Source text:
────────────────────
My notes from the DevOps Handbook

by Gene Kim, Jez Humble, Patrick Debois, John Willis

57. Decrease incident tolerances to find ever-weaker failure signals

Decrease the threshold of what constitutes a problem in order to keep learning = amplify weak failure signals.

The need to amplify weak failure signals is critical to averting catastrophic failures.

Our work in the technology value stream, should be approached as a fundamentally experimental endeavor and managed that way. All work we do is a potentially important hypothesis and a source of data, rather than a routine application and validation of past practice.

Redefine failure and encourage calculated risk-taking

We need leaders to continually reinforce that everyone should feel both comfortable with and responsible for surfacing and learning from failures. High performing DevOps organizations will fail and make mistakes more often. Not only is this okay, it's what organizations need. If high performers are performing thirty times more frequently but with only half the change failure rate, they're obviously having more failures.

Inject production failures to enable resilience and learning

Injecting faults into the production environment is one way we can increase our resilience. Regularly perform tests to make certain that our systems fail gracefully.

Resilience requires that we first define our failure modes and then perform testing to ensure that these failure modes operate as designed. Rehearse large scale failures so we are confident we can recover from accidents when they occur.

Repeated and regular failure exercising, even in the persistence (database) layer, should be part of every company's resilience planning.

Architectural patterns: fail fasts (setting aggressive timeouts), fallbacks (designing each feature to degrade or fall back to a lower quality representation), and feature removal (removing non critical features when they run slowly).
────────────────────
Required action 1:
According to the DevOps Handbook notes, what do high-performing DevOps organizations do more often?
Required action 2:
Extract the passage of the DevOps Handbook notes starting with "The need to" and going on through "of past practice.".
Work only from the notes above, without outside knowledge.

Source material:
────────────────────
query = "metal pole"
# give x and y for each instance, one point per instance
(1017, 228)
────────────────────
Written response 1:
They fail and make mistakes more often.

Written response 2:
The need to amplify weak failure signals is critical to averting catastrophic failures.

Our work in the technology value stream, should be approached as a fundamentally experimental endeavor and managed that way. All work we do is a potentially important hypothesis and a source of data, rather than a routine application and validation of past practice.